◆ Exercise aim: Among the entries below, count the lines containing the string "bottle". Only the count is needed.

◆ Data in this exercise:
=== Begin Enclosure ===
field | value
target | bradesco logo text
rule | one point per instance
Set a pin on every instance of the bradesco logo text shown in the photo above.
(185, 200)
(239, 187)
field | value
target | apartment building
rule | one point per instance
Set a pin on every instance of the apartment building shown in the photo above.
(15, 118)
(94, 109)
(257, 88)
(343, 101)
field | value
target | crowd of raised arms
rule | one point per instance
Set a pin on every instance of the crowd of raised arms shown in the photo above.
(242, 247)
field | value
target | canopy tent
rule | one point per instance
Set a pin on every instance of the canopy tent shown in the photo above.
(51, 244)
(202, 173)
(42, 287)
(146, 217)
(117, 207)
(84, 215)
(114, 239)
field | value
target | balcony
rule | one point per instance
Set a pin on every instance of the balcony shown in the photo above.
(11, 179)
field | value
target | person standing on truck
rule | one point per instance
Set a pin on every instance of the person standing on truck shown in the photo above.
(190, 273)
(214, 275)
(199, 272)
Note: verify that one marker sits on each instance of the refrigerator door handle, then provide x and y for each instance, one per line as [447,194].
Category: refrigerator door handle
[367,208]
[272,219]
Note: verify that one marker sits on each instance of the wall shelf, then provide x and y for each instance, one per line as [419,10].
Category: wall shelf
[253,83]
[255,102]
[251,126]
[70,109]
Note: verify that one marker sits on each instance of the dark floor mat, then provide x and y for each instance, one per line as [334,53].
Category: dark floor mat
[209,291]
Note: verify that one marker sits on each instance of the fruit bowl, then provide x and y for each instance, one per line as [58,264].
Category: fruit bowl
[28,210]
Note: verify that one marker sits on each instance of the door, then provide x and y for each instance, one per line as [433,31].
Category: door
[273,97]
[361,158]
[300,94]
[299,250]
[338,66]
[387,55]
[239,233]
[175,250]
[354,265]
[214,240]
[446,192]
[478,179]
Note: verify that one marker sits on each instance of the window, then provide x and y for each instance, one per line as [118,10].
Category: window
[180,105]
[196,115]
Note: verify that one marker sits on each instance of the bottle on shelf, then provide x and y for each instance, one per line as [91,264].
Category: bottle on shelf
=== End Enclosure ===
◆ Answer box: 2